*Your assignment*.
Set down every record exactly as it appears.

*Data for the task*.
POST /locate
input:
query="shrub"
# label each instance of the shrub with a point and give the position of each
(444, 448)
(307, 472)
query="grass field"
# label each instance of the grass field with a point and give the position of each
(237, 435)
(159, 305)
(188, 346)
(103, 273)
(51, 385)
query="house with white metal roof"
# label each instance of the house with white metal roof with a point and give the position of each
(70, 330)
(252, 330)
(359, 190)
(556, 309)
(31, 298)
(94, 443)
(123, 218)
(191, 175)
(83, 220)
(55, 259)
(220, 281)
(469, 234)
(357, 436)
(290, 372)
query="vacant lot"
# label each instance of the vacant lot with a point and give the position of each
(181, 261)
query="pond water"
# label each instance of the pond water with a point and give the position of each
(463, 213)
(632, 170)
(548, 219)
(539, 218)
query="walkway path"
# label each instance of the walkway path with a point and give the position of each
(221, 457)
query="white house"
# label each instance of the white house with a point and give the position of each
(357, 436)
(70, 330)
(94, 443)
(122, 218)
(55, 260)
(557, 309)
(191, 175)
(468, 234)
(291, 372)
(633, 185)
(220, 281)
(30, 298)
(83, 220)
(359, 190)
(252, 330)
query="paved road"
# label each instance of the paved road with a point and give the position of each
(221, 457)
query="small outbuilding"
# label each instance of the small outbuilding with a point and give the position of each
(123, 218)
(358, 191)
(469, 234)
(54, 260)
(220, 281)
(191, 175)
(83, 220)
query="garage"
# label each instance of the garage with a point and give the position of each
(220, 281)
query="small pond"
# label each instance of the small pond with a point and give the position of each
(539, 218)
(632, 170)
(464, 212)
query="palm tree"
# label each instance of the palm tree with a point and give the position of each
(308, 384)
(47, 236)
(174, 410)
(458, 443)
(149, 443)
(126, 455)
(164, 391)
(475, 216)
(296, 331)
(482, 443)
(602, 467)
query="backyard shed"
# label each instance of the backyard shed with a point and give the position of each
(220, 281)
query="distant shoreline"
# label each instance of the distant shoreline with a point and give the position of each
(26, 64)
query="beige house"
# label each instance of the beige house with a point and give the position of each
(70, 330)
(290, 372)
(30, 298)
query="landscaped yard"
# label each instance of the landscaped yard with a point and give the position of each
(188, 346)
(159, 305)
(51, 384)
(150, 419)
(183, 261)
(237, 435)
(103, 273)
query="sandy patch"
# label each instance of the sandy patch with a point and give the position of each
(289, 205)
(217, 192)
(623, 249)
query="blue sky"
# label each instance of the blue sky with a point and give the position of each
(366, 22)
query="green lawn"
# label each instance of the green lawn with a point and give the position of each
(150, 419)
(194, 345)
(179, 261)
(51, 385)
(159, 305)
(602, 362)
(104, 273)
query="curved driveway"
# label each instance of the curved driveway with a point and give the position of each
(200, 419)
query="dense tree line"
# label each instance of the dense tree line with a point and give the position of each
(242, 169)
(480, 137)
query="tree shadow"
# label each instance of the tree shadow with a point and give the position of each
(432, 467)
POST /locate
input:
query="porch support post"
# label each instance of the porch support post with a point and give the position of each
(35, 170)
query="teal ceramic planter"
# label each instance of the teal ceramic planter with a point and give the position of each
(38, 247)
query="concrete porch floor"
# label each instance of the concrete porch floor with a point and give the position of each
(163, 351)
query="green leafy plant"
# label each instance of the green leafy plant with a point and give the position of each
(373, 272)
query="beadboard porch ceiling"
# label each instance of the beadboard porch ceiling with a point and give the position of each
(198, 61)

*Expected answer*.
POST /locate
input:
query="shrub"
# label each instance of the shrub with a point and give the position of each
(444, 448)
(307, 472)
query="grass field"
# label each instance of the grass field with a point and give the position of each
(237, 435)
(159, 305)
(188, 346)
(103, 273)
(51, 385)
query="house with white metal roof"
# label each instance of the house with white metal roof with a point and give the position of each
(70, 330)
(252, 330)
(359, 190)
(556, 309)
(31, 298)
(94, 443)
(123, 218)
(191, 175)
(83, 220)
(55, 259)
(220, 281)
(469, 234)
(357, 436)
(290, 372)
query="vacant lot"
# label each instance of the vacant lot with a point and give the position of each
(181, 261)
query="pond water"
# label each instance of the pond water with a point and give the position of each
(463, 213)
(632, 170)
(548, 219)
(539, 218)
query="walkway path"
# label each instance of the walkway path with a point and give the position of each
(221, 457)
query="white house"
# label each instance of the white house with a point and give the position of each
(357, 436)
(70, 330)
(94, 443)
(122, 218)
(55, 260)
(557, 309)
(191, 175)
(468, 234)
(291, 372)
(633, 185)
(220, 281)
(30, 298)
(83, 220)
(359, 190)
(252, 330)
query="paved road"
# label each instance of the paved road with a point and give the position of each
(221, 457)
query="small outbuilding"
# label each instance of the small outbuilding with a point and give the position of each
(123, 218)
(358, 191)
(469, 234)
(54, 260)
(220, 281)
(191, 175)
(83, 220)
query="garage"
# label each instance of the garage with a point and give the position of each
(220, 281)
query="small pond"
# label each instance of the small pond with a point and give the position of each
(539, 218)
(632, 170)
(464, 212)
query="palm tree"
# label each instance of the palm tree with a point and give the position of each
(308, 384)
(47, 236)
(174, 410)
(458, 443)
(149, 443)
(126, 455)
(164, 391)
(475, 216)
(296, 331)
(482, 443)
(602, 467)
query="backyard shed"
# label each instance of the backyard shed with a point and give the position of each
(220, 281)
query="distant shoreline"
# label each instance of the distant shoreline with a point and give the position of each
(26, 64)
query="beige house"
# label each instance of the beige house with a point and give the position of each
(70, 330)
(290, 372)
(30, 298)
query="landscaped yard"
# label each instance of the landscaped yard with a point and give the position of each
(188, 346)
(159, 305)
(51, 384)
(150, 419)
(183, 261)
(237, 435)
(103, 273)
query="sandy patch"
# label each instance of the sandy patch with a point and give the position of each
(289, 205)
(217, 192)
(623, 249)
query="blue sky"
# label each instance of the blue sky with a point and give the position of each
(366, 22)
query="green lawn"
# label each instance of the green lawn with a point and give the position of each
(150, 419)
(194, 345)
(179, 261)
(51, 385)
(159, 305)
(602, 362)
(104, 273)
query="curved driveway"
# label each instance of the curved driveway with a point and give the position of each
(200, 419)
query="dense tree line"
# label each instance of the dense tree line with a point and give the position of each
(242, 169)
(480, 137)
query="tree shadow"
# label each instance of the tree shadow with a point and give the position of each
(432, 467)
POST /locate
input:
query="porch support post"
# label each instance of the porch support post with a point and give the position of each
(35, 170)
query="teal ceramic planter"
# label each instance of the teal ceramic planter with a point and give the position of each
(38, 247)
query="concrete porch floor"
# label each instance of the concrete porch floor with a point and give the position of each
(163, 351)
query="green leafy plant"
# label each instance of the green leafy plant with a point and give the position of each
(373, 272)
query="beadboard porch ceiling"
# label each instance of the beadboard porch ceiling with a point and give the position of each
(198, 61)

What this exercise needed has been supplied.